> **Fragmento seleccionado**:
========================

Son las dos y media de la tarde y hace ya un calor
espantoso. Espero mi bus en la parada que hay junto a la rotonda, en la
carretera vieja.
Una mujer también espera. El banco de piedra nos soporta a
las dos. Ella lee en su libro electrónico.
Yo también leo. Mi libro es de papel, de los que ocupan
espacio en los estantes de casa. Leo a Manuel Lacarta. ¿Prosa poética? ¿Poemas
en prosa? ¿Poesía prosaica?
Y pienso…
¿Qué se hace con los cientos de poemas escritos y guardados
en un cajón durante muchos años? ¿A quién importan?
El bus no tardará en llegar y guardo el libro en mi bolso de
tela, el de los veranos. La mujer sigue leyendo en su libro electrónico.
Cuando me acomodo sobre la tela gastada en mi asiento de
autobús destartalado fijo mi atención en el escaso pasaje.
Otra vez pienso…
¿Qué será de mis libros cuando ya no esté? De los libros
míos, de los de mis autores favoritos sobre la repisa de los consagrados, de los
de mis amigos autores. ¿Qué será de mi propio vacío?

========================

> **Material incluido**:

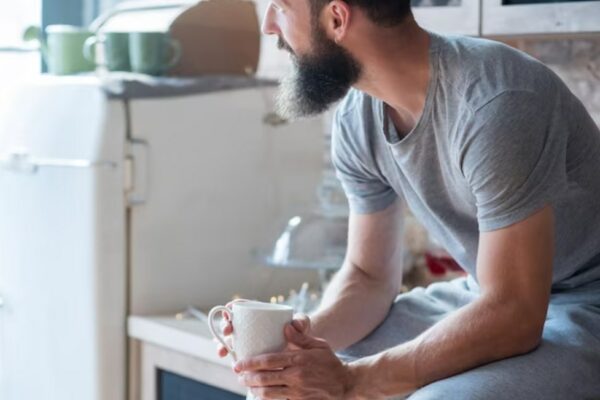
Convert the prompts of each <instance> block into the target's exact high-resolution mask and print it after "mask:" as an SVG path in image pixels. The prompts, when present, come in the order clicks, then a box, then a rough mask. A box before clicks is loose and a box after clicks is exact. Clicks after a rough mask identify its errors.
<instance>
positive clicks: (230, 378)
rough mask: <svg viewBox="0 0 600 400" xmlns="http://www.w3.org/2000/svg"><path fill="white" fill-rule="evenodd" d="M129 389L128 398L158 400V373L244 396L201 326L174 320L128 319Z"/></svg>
mask: <svg viewBox="0 0 600 400" xmlns="http://www.w3.org/2000/svg"><path fill="white" fill-rule="evenodd" d="M127 325H128V326H127V329H128V335H129V337H130V338H131V339H133V343H132V347H131V352H130V354H131V358H132V360H131V369H130V374H131V375H132V379H131V381H132V386H134V387H132V388H131V390H130V398H134V399H138V398H139V399H142V400H157V399H162V398H163V397H162V396H161V394H160V393H158V390H160V389H161V386H162V385H161V384H160V382H159V380H160V379H161V372H168V373H172V374H177V375H179V376H181V377H184V378H187V379H191V380H193V381H194V382H197V383H198V384H199V385H202V386H203V387H205V388H208V389H209V390H222V391H223V393H231V394H237V395H241V396H245V393H246V391H245V388H244V387H243V386H241V385H240V384H239V383H238V380H237V377H236V376H235V374H234V373H233V372H232V371H231V359H230V358H229V357H227V358H225V359H222V358H220V357H219V356H218V355H217V352H216V345H215V342H214V341H213V339H212V336H211V334H210V332H209V330H208V327H207V326H206V324H205V323H203V322H201V321H199V320H196V319H187V318H186V319H177V318H174V317H137V316H131V317H129V318H128V324H127Z"/></svg>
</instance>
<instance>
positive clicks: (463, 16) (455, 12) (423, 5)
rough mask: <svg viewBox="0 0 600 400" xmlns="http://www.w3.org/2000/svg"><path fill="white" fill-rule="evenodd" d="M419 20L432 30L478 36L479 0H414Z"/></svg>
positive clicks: (413, 10)
mask: <svg viewBox="0 0 600 400" xmlns="http://www.w3.org/2000/svg"><path fill="white" fill-rule="evenodd" d="M411 4H412V7H413V14H414V16H415V19H416V20H417V22H418V23H419V24H420V25H421V26H422V27H424V28H425V29H429V30H432V31H436V32H440V33H447V34H461V35H469V36H478V35H479V34H480V23H479V14H480V7H481V3H480V1H479V0H412V1H411Z"/></svg>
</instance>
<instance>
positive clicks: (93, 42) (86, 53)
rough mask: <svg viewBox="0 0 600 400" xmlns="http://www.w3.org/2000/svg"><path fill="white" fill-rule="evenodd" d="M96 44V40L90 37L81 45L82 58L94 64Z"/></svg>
mask: <svg viewBox="0 0 600 400" xmlns="http://www.w3.org/2000/svg"><path fill="white" fill-rule="evenodd" d="M97 44H98V38H97V37H96V36H91V37H89V38H87V39H86V40H85V42H84V43H83V57H85V59H86V60H88V61H90V62H93V63H94V64H96V45H97Z"/></svg>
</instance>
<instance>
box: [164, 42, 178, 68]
mask: <svg viewBox="0 0 600 400" xmlns="http://www.w3.org/2000/svg"><path fill="white" fill-rule="evenodd" d="M168 40H169V46H170V47H171V52H172V55H171V60H169V63H168V64H167V67H166V69H167V70H169V69H171V68H173V67H174V66H175V65H177V63H178V62H179V61H180V60H181V43H179V41H178V40H175V39H168Z"/></svg>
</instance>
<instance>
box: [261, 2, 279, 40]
mask: <svg viewBox="0 0 600 400" xmlns="http://www.w3.org/2000/svg"><path fill="white" fill-rule="evenodd" d="M262 33H264V34H265V35H279V34H280V31H279V27H278V26H277V23H276V22H275V11H274V10H273V7H272V6H271V4H269V6H268V7H267V11H266V12H265V18H264V20H263V24H262Z"/></svg>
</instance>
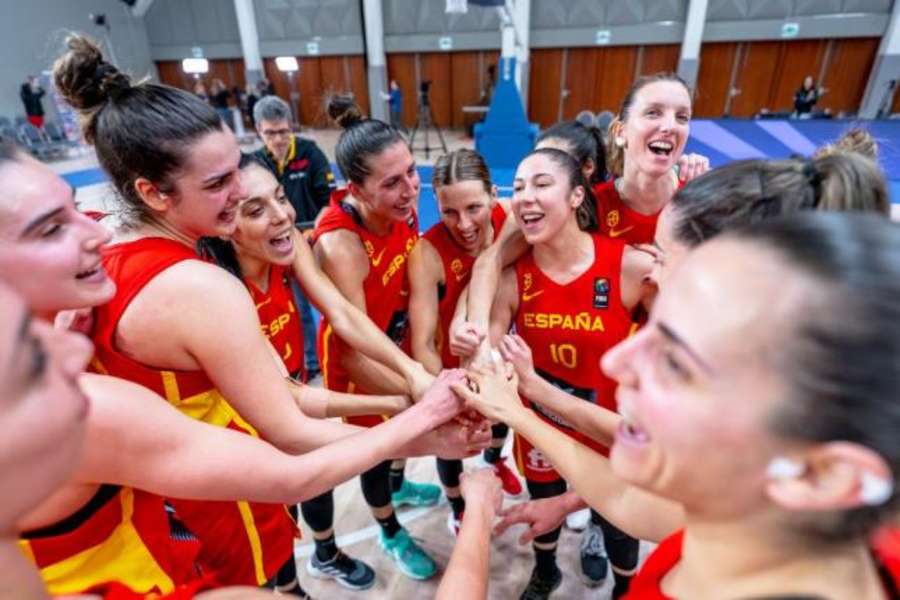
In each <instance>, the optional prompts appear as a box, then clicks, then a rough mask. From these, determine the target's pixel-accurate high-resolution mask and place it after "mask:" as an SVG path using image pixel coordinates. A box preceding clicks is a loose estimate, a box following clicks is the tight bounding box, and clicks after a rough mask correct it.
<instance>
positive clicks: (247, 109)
mask: <svg viewBox="0 0 900 600" xmlns="http://www.w3.org/2000/svg"><path fill="white" fill-rule="evenodd" d="M245 97H246V100H247V106H246V110H247V119H248V120H249V121H250V126H251V127H253V128H254V129H256V120H255V119H254V118H253V107H254V106H256V103H257V101H259V92H258V91H257V90H256V86H254V85H253V84H252V83H248V84H247V93H246V96H245Z"/></svg>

========================

> **Acciones requeridas**:
A) ¿Qué hora es al comienzo del fragmento seleccionado?
B) Prolonga el fragmento seleccionado a partir de su última oración.
El material no interviene en nada de esto.

> **Respuestas esperadas**:
A) Las dos y media de la tarde.

B)
La mujer ha dejado de leer su libro electrónico. Ahora come
un sándwich y bebe agua. es fina en su manera de comer. Toda ella es fina. En el
comer, en el beber y en su postura al leer.
El bus circula paralelo al mar de verano. La mujer lo mira y
vuelve a leer en su libro electrónico. La lectura le debe de parecer interesante.
Ya dejo de observar. Me olvido de ella y del mar. Vuelvo
a mi lectura también.
Me introduzco en las escenas de la poesía descriptiva de
Manuel Lacarta, en mi libro de papel.
Fotografía: Desde el bus, autovía junto al mar.